Task instructions: Copy out the data below with every "point_per_instance" replaced by "mark_every_instance". Keep everything else unchanged.

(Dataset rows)

━━━━━━━━━━━━━━━━━━━━

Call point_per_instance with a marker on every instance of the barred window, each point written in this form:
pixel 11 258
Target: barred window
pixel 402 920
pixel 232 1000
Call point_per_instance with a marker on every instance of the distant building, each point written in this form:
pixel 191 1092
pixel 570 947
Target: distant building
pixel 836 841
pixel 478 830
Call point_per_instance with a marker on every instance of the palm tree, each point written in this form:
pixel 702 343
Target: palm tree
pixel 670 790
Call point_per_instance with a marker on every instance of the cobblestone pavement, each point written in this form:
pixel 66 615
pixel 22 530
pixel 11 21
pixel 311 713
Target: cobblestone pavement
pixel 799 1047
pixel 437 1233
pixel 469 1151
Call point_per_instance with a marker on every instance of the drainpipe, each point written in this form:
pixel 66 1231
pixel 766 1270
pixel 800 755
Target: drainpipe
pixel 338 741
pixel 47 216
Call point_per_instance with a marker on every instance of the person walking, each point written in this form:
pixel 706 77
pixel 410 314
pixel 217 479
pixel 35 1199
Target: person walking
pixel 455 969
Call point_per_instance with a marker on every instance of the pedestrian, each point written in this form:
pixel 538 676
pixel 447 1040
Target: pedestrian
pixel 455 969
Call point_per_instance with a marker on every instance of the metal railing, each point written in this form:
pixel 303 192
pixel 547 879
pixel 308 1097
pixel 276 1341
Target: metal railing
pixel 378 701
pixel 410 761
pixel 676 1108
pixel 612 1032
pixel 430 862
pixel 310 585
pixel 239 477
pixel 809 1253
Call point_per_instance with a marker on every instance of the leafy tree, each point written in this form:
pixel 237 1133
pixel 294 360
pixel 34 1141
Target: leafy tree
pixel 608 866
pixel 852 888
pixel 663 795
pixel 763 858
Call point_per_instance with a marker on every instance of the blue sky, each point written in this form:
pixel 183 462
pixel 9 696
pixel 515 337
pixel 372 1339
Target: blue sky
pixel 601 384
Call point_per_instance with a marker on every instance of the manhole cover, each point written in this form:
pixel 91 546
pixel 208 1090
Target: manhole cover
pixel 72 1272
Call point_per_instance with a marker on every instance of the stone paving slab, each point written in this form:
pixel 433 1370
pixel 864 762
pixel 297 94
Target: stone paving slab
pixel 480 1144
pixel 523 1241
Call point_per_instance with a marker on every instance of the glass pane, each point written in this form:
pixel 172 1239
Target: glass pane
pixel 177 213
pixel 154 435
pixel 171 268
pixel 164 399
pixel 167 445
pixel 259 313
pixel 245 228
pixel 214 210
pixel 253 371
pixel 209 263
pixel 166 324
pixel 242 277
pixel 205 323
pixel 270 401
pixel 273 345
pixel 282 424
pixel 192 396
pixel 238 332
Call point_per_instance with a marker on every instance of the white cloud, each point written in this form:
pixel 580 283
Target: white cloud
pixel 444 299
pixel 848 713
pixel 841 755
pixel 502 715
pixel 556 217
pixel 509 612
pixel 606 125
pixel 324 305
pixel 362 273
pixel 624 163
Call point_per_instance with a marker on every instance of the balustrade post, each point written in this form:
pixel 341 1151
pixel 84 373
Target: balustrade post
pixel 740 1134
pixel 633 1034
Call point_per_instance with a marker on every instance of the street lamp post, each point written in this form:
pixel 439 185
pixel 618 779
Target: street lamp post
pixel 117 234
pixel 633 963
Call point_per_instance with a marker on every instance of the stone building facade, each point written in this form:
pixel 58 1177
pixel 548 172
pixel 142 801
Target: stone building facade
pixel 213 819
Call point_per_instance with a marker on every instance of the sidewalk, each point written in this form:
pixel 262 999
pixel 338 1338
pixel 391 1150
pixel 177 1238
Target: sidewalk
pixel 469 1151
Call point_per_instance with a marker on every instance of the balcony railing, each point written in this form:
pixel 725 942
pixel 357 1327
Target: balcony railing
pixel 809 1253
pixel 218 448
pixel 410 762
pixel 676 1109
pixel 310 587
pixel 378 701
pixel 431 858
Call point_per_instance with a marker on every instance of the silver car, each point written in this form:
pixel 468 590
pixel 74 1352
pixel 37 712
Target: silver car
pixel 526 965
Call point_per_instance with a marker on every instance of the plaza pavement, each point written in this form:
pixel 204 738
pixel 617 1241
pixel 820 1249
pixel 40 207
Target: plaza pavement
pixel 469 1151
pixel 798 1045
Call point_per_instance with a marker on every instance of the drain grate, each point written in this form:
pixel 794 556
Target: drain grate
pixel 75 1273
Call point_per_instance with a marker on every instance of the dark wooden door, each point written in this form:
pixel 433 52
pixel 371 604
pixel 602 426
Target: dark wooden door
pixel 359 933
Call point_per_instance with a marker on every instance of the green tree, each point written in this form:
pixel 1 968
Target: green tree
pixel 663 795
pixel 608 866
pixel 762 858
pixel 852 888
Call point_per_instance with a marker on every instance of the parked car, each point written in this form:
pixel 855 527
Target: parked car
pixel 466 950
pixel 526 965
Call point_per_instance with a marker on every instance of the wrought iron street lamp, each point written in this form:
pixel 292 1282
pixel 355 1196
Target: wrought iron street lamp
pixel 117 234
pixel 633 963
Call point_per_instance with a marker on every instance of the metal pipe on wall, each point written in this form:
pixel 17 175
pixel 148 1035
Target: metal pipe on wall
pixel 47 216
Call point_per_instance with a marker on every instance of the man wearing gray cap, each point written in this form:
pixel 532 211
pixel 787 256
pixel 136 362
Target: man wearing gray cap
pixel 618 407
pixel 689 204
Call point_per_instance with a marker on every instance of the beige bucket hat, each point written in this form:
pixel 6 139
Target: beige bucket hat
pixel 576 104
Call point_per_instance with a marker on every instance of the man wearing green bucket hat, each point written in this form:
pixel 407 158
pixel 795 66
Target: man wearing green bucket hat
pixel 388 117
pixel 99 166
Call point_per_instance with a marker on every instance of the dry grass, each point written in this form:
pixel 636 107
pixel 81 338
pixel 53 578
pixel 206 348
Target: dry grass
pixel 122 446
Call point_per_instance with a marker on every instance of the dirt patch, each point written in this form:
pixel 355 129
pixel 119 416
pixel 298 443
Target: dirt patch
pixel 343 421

━━━━━━━━━━━━━━━━━━━━

Reply:
Call mark_every_instance with a marker on every instance of the barred window, each point written in this form:
pixel 11 258
Target: barred window
pixel 402 920
pixel 232 1000
Call mark_every_instance with a marker on every instance of the distant building, each point written in this form:
pixel 191 1092
pixel 570 947
Target: distant building
pixel 836 841
pixel 478 830
Call mark_every_instance with a marker on every instance of the palm tree, each point written in this form:
pixel 702 343
Target: palm tree
pixel 670 790
Call mark_every_instance with a marker on every instance of the cobblestone pavement, each point written in this form:
pixel 66 615
pixel 22 530
pixel 11 21
pixel 311 713
Target: cobblestone pavement
pixel 799 1047
pixel 437 1233
pixel 469 1151
Call mark_every_instance with a marker on every instance of the drainpipe, each point written in this form:
pixel 66 1231
pixel 766 1270
pixel 800 755
Target: drainpipe
pixel 338 741
pixel 47 216
Call mark_every_instance with a marker on every instance of the person walking, each point written in this form:
pixel 706 77
pixel 410 314
pixel 217 479
pixel 35 1199
Target: person walking
pixel 455 969
Call mark_every_instance with a marker on every instance of the pedestrian, each point written in this form:
pixel 538 676
pixel 447 1040
Target: pedestrian
pixel 455 969
Call mark_every_instance with a marker on every instance of the metal railing, each point written in this form:
pixel 303 192
pixel 547 879
pixel 308 1097
pixel 276 1341
Target: metal railing
pixel 378 701
pixel 410 761
pixel 676 1108
pixel 612 1032
pixel 430 862
pixel 310 585
pixel 239 477
pixel 809 1253
Call mark_every_instance with a marker on every instance of the leafy tree, each point written in this form:
pixel 237 1133
pixel 294 360
pixel 34 1141
Target: leafy tree
pixel 608 866
pixel 852 888
pixel 663 795
pixel 763 858
Call mark_every_instance with a marker on every instance of the blue sky, each point written in this form:
pixel 183 462
pixel 9 696
pixel 515 337
pixel 372 1339
Target: blue sky
pixel 601 384
Call mark_every_instance with a marker on every instance of the manhole cover, each point written in this form:
pixel 91 546
pixel 208 1090
Target: manhole cover
pixel 72 1272
Call mark_every_instance with a marker on every instance of the stone paving slab, each point written in this form:
pixel 433 1370
pixel 864 762
pixel 297 94
Target: stone paving slab
pixel 480 1144
pixel 523 1241
Call mark_every_instance with a marker on every instance of the glass pane, each point written in this form:
pixel 172 1239
Target: glass pane
pixel 177 213
pixel 154 435
pixel 171 268
pixel 164 399
pixel 167 445
pixel 259 313
pixel 245 228
pixel 214 210
pixel 253 371
pixel 209 263
pixel 166 324
pixel 242 277
pixel 205 323
pixel 270 401
pixel 273 345
pixel 282 424
pixel 192 396
pixel 238 332
Call mark_every_instance with a marker on every instance of the white cloud, each point written in this form:
pixel 580 283
Target: white cloud
pixel 444 299
pixel 848 713
pixel 841 755
pixel 502 715
pixel 556 217
pixel 509 612
pixel 606 125
pixel 324 305
pixel 362 273
pixel 624 163
Call mark_every_instance with a marker on every instance of the balustrade post, each point written in this form:
pixel 341 1151
pixel 84 373
Target: balustrade post
pixel 740 1134
pixel 633 1034
Call mark_every_instance with a marker on every instance of the street lamp post, each point written in this form:
pixel 439 185
pixel 618 779
Target: street lamp post
pixel 117 234
pixel 633 963
Call mark_every_instance with a marker on every instance of the stone building facade, each point written in this form:
pixel 58 1177
pixel 548 172
pixel 142 801
Target: stone building facade
pixel 213 819
Call mark_every_instance with a marker on every instance of the sidewalk, each point written in this form:
pixel 262 999
pixel 338 1338
pixel 391 1150
pixel 177 1238
Target: sidewalk
pixel 469 1151
Call mark_every_instance with a marker on every instance of the balcony railing, each point written in this form:
pixel 725 942
pixel 357 1327
Target: balcony railing
pixel 809 1253
pixel 218 448
pixel 410 762
pixel 676 1109
pixel 310 587
pixel 378 701
pixel 431 858
Call mark_every_instance with a marker on every instance of the silver car, each point written in this form:
pixel 468 590
pixel 74 1352
pixel 37 712
Target: silver car
pixel 526 965
Call mark_every_instance with a marker on every instance of the plaza pavement, each point written in this form:
pixel 204 738
pixel 617 1241
pixel 820 1249
pixel 40 207
Target: plaza pavement
pixel 469 1151
pixel 798 1045
Call mark_every_instance with a marker on every instance of the drain grate, each point written in this form:
pixel 794 556
Target: drain grate
pixel 75 1273
Call mark_every_instance with a marker on every instance of the dark wooden door, each point written in this form:
pixel 433 52
pixel 371 604
pixel 602 426
Target: dark wooden door
pixel 359 933
Call mark_every_instance with a marker on every instance of the green tree, each point written in this form:
pixel 1 968
Target: green tree
pixel 663 795
pixel 608 866
pixel 762 858
pixel 852 888
Call mark_every_instance with a marker on every instance of the parked car, each point written in this form:
pixel 855 527
Target: parked car
pixel 466 950
pixel 526 965
Call mark_every_instance with a marker on every instance of the wrought iron street lamp, each point written in this form:
pixel 292 1282
pixel 355 1196
Target: wrought iron street lamp
pixel 117 234
pixel 633 963
Call mark_every_instance with a marker on every instance of the metal pipe on wall, each point written in this form:
pixel 17 175
pixel 148 1035
Target: metal pipe on wall
pixel 47 216
Call mark_every_instance with a marker on every instance of the man wearing gray cap, each point written in this form:
pixel 532 211
pixel 787 256
pixel 136 362
Target: man wearing gray cap
pixel 618 407
pixel 689 204
Call mark_every_instance with a marker on every instance of the beige bucket hat, each point written in this form:
pixel 6 139
Target: beige bucket hat
pixel 576 104
Call mark_every_instance with a marker on every instance of the man wearing green bucket hat, each point written in this form:
pixel 407 158
pixel 795 66
Target: man wearing green bucket hat
pixel 388 117
pixel 99 166
Call mark_every_instance with a marker on every instance of the dry grass, each point written in this form:
pixel 636 107
pixel 81 338
pixel 53 578
pixel 206 348
Target: dry grass
pixel 122 446
Call mark_every_instance with a marker on every instance of the dirt patch, each point written in this form:
pixel 355 129
pixel 119 416
pixel 298 443
Target: dirt patch
pixel 343 421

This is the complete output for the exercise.